→ Task to carry out: Please rewrite the listing from the line containing "One point marks each instance of the concrete" through the end, swapping "rubble" for "debris" and keeping everything else the same.

--- START ---

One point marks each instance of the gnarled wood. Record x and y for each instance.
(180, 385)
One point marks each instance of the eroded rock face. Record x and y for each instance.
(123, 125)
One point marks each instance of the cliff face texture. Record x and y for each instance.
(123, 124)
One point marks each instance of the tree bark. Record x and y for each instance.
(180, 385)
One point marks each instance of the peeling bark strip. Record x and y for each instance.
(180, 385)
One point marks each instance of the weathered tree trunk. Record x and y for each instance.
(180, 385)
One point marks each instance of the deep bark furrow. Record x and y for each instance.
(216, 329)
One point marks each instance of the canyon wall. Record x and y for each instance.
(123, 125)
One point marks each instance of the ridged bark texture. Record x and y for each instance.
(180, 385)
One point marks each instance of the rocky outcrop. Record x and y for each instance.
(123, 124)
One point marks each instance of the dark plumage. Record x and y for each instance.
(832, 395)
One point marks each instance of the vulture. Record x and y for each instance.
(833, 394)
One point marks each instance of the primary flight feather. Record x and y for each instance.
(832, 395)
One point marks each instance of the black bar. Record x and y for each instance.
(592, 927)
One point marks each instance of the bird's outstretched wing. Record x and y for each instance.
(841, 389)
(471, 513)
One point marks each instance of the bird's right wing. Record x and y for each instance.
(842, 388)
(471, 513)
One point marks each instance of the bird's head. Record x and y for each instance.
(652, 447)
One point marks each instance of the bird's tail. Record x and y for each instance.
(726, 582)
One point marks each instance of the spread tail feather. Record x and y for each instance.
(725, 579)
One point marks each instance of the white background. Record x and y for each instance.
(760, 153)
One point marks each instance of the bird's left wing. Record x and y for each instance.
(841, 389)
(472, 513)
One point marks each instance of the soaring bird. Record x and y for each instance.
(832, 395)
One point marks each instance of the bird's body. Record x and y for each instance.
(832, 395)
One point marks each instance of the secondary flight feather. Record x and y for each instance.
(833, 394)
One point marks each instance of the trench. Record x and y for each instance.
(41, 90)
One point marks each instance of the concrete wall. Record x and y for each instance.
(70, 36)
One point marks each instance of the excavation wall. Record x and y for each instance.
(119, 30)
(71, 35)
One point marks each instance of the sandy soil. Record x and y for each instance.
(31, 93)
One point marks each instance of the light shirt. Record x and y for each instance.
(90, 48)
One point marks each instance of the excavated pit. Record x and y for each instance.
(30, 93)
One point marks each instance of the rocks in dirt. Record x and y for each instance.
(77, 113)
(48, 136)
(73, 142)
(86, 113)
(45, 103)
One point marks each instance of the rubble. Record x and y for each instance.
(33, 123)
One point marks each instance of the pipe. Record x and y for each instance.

--- END ---

→ Full answer:
One point marks each instance of the concrete wall. Record x and y for each instance.
(70, 36)
One point marks each instance of the excavation wall. Record x and y for each instance.
(119, 30)
(71, 35)
One point marks each instance of the sandy soil. Record x and y for each instance.
(31, 93)
One point marks each instance of the light shirt. Record x and y for each instance.
(90, 48)
One point marks each instance of the excavated pit. Record x and y for each instance.
(30, 93)
One point marks each instance of the rocks in dirt. Record x and y for each instance.
(77, 113)
(48, 136)
(73, 142)
(86, 113)
(45, 103)
One point marks each instance of the debris. Record x and y for each instance.
(33, 123)
One point marks each instance of the pipe. Record x and y for each instance.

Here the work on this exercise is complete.